— Start GIVEN DATA —

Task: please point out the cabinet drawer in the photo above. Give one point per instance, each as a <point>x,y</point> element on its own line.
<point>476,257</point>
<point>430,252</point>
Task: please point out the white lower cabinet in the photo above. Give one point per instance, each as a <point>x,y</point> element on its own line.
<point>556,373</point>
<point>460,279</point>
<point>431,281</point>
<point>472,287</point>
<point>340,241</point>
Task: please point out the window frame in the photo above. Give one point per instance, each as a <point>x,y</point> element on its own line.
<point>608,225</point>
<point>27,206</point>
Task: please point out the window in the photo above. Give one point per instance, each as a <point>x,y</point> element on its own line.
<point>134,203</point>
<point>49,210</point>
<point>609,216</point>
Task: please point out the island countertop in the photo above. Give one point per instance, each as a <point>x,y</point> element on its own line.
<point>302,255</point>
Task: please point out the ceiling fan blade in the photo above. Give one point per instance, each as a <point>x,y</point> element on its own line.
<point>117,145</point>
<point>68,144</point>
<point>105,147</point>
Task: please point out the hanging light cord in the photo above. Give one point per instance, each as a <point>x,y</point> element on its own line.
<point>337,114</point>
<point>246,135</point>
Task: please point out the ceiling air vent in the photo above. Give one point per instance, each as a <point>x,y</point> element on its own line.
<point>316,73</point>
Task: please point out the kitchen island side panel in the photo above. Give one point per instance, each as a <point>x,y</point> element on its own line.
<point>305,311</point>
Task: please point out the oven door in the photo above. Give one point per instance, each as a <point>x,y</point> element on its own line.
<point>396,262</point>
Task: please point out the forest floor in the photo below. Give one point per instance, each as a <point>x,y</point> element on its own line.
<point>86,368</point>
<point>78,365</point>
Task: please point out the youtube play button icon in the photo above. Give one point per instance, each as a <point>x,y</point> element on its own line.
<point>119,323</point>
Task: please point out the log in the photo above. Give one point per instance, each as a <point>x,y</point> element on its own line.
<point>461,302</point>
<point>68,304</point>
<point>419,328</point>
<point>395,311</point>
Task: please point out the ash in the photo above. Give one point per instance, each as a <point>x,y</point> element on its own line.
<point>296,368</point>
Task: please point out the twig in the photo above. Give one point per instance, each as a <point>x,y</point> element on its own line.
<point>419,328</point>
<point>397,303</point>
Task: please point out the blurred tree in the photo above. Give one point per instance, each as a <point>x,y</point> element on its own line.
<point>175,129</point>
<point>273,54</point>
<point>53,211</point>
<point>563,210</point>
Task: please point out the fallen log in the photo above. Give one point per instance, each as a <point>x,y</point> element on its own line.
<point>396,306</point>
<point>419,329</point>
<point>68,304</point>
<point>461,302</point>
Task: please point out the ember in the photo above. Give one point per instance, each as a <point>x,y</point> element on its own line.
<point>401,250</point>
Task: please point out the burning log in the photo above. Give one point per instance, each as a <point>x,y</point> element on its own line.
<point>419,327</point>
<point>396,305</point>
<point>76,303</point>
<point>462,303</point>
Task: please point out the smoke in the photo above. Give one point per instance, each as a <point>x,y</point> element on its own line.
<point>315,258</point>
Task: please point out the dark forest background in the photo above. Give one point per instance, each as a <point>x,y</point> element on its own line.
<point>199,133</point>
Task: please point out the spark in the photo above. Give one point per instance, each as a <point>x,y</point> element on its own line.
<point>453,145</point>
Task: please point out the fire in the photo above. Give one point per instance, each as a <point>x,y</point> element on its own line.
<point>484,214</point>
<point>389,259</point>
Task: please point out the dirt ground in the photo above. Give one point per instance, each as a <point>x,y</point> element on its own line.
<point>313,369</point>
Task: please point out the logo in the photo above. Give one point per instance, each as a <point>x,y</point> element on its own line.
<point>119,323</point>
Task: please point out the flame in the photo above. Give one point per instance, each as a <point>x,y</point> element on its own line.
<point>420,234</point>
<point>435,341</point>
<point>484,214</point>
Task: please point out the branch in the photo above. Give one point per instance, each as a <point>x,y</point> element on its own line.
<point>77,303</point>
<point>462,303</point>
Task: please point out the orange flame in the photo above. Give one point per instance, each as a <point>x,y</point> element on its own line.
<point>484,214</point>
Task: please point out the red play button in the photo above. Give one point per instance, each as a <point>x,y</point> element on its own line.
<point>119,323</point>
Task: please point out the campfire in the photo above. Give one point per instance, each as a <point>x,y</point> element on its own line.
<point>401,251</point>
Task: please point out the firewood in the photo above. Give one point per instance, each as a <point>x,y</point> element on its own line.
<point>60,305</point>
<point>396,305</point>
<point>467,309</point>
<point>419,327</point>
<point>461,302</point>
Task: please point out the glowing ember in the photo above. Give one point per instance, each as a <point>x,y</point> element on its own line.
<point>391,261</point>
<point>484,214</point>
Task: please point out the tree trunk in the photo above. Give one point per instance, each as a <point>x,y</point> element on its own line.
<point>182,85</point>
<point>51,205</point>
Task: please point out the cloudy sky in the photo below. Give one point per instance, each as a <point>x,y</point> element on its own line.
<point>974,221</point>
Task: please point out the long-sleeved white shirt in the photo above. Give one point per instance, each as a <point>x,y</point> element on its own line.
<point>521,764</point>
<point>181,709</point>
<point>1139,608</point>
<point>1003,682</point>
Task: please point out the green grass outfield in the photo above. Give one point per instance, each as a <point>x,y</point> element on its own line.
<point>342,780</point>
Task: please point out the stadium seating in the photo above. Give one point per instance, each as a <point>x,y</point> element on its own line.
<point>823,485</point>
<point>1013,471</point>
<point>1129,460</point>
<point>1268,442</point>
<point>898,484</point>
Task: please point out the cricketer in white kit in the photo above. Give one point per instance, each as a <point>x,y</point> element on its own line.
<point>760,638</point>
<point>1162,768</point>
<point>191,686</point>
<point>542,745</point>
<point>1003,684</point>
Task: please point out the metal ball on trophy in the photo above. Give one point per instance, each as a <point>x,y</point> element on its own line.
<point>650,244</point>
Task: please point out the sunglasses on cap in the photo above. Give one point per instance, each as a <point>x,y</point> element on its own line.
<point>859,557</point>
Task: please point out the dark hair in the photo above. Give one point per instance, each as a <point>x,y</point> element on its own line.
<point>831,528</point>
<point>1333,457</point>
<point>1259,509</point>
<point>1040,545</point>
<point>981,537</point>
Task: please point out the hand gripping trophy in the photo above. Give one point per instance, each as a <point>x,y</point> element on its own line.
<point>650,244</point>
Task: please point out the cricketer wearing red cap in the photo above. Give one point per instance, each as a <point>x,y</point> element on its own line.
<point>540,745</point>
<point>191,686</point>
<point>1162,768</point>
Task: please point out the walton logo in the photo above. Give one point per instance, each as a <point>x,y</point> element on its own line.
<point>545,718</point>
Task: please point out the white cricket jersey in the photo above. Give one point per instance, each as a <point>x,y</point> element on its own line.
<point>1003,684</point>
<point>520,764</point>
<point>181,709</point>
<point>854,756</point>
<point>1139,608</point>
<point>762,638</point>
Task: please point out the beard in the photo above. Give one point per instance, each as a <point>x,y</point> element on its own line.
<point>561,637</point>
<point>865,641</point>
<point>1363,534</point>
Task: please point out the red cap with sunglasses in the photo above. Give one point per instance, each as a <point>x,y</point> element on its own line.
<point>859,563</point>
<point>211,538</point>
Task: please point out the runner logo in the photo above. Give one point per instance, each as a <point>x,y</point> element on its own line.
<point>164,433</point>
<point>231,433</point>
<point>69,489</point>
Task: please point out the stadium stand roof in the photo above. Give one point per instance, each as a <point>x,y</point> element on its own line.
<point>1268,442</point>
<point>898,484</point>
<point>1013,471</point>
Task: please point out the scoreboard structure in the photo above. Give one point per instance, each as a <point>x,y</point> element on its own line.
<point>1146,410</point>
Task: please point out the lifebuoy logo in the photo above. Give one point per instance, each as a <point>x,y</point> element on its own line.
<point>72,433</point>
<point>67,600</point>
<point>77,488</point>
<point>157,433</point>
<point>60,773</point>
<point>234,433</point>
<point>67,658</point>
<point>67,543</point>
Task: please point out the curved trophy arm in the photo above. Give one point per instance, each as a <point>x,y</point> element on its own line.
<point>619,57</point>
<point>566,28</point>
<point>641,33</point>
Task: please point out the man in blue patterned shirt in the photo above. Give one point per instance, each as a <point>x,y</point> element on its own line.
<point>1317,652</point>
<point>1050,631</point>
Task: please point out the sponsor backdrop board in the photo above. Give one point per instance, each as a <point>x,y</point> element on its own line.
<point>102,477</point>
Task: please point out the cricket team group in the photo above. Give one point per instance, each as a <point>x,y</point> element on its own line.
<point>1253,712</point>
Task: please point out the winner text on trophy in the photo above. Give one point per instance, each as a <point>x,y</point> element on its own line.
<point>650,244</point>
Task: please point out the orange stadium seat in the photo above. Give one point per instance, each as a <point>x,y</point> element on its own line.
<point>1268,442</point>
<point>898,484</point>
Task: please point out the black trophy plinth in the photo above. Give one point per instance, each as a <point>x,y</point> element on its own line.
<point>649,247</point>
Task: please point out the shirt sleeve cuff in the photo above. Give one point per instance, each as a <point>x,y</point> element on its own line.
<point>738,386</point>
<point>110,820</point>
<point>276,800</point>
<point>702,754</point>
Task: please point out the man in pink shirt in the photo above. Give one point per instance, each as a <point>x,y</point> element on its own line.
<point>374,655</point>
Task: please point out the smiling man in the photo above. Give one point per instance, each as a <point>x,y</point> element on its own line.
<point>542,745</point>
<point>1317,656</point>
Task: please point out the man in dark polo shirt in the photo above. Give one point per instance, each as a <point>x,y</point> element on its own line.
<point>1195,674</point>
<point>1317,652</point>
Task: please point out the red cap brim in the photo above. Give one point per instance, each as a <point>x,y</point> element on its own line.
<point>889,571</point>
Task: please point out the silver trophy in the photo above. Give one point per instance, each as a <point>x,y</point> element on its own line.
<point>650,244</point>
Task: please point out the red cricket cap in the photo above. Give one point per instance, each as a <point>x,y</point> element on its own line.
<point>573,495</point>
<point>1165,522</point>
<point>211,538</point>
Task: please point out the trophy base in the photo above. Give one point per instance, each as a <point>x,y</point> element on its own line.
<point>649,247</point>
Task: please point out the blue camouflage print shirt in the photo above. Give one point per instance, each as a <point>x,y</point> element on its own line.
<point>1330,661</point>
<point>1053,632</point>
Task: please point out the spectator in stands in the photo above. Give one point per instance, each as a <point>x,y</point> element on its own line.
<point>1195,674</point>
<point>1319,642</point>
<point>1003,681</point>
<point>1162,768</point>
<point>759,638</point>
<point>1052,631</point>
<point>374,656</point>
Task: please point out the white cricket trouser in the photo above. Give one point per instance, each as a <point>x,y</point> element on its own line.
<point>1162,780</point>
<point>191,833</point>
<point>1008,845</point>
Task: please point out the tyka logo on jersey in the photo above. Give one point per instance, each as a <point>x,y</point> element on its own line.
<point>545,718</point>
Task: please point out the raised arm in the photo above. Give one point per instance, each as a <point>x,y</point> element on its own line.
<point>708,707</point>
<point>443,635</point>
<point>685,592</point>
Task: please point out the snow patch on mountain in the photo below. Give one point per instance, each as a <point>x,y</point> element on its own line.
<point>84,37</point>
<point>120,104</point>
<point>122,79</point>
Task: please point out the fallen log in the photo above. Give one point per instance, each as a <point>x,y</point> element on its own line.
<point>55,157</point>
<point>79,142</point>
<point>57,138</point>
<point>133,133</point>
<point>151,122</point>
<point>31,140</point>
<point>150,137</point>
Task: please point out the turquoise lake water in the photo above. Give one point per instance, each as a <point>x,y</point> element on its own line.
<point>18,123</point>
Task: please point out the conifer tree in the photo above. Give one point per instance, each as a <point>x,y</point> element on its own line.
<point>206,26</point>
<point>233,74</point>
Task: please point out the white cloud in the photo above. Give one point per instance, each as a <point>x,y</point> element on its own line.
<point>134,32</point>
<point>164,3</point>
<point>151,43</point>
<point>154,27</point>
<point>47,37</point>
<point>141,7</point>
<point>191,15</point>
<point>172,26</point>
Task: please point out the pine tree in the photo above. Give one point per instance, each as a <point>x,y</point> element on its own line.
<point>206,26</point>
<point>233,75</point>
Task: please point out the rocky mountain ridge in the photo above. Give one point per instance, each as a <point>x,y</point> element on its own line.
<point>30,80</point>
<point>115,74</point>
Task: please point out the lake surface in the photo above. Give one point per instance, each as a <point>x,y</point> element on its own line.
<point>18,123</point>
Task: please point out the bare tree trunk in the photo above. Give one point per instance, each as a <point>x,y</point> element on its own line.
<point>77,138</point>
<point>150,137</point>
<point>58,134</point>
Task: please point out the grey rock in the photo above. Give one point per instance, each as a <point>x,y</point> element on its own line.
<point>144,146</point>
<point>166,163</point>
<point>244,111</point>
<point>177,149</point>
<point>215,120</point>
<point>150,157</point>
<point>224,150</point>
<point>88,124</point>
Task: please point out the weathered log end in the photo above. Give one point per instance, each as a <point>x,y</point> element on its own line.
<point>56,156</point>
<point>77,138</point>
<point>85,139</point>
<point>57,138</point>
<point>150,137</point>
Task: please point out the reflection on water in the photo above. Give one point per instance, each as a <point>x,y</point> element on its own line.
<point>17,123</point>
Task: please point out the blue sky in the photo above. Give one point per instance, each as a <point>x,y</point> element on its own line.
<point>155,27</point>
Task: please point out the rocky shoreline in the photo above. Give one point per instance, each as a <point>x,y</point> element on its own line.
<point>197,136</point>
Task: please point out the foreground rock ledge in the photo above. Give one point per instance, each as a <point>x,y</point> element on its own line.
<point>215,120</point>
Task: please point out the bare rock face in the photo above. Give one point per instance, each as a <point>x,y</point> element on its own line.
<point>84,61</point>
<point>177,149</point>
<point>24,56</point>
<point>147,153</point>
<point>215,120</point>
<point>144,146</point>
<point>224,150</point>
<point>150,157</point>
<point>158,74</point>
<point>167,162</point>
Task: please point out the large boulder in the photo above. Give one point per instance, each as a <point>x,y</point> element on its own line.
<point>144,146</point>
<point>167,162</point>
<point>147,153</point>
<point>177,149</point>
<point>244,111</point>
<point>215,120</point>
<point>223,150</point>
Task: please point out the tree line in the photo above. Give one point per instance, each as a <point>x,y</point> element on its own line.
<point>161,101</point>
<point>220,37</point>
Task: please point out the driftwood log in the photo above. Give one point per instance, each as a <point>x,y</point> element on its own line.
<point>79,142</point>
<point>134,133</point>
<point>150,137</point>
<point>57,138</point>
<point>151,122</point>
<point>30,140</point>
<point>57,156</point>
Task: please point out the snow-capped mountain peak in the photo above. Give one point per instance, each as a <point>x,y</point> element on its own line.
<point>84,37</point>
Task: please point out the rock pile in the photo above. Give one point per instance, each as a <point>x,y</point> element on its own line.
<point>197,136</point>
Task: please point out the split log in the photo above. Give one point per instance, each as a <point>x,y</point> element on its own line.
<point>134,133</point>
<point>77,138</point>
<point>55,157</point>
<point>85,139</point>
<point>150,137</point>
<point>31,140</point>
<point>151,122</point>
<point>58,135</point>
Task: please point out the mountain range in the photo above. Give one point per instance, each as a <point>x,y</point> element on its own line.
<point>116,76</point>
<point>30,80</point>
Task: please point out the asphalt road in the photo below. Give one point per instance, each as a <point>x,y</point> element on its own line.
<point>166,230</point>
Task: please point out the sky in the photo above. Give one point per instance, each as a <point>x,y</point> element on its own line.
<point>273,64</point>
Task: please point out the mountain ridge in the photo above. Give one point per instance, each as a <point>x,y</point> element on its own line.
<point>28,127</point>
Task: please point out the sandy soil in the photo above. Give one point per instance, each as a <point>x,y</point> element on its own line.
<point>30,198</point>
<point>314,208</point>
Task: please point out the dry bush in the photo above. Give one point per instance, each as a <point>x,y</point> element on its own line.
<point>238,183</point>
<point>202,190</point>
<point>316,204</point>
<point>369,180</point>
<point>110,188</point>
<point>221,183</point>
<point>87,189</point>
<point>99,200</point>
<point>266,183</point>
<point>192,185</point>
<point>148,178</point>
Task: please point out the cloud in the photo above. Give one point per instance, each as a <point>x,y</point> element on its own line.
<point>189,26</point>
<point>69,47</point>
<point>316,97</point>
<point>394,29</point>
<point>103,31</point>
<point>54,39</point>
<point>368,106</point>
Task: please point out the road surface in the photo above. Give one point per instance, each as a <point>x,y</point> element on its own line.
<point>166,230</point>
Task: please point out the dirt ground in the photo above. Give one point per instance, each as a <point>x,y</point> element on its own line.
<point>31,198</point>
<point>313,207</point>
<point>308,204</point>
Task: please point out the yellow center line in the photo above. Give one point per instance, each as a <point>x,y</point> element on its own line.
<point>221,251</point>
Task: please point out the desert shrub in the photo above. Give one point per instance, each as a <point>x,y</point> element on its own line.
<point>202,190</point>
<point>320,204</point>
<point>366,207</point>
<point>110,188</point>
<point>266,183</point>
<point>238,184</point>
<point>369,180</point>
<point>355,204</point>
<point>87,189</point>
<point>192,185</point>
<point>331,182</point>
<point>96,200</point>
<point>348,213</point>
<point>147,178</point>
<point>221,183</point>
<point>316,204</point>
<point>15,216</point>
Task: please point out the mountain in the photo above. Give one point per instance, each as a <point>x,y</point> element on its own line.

— End GIVEN DATA —

*TASK*
Update the listing starting at its first line and ending at the line containing "<point>27,206</point>", changing "cabinet" to "cupboard" and keeping everything else unchanged.

*TASK RESULT*
Task: please point out the cupboard drawer in the photo above. Give one point per instance, each as a <point>x,y</point> element on its own line.
<point>476,257</point>
<point>430,252</point>
Task: please point out the white lower cupboard in the photo above. Give one point per instance, each as a <point>x,y</point> element on its own line.
<point>556,373</point>
<point>460,279</point>
<point>431,281</point>
<point>472,287</point>
<point>340,241</point>
Task: please point out the window frame in the photo above. Give one point per instance, each as a <point>x,y</point> element on its own line.
<point>608,225</point>
<point>27,206</point>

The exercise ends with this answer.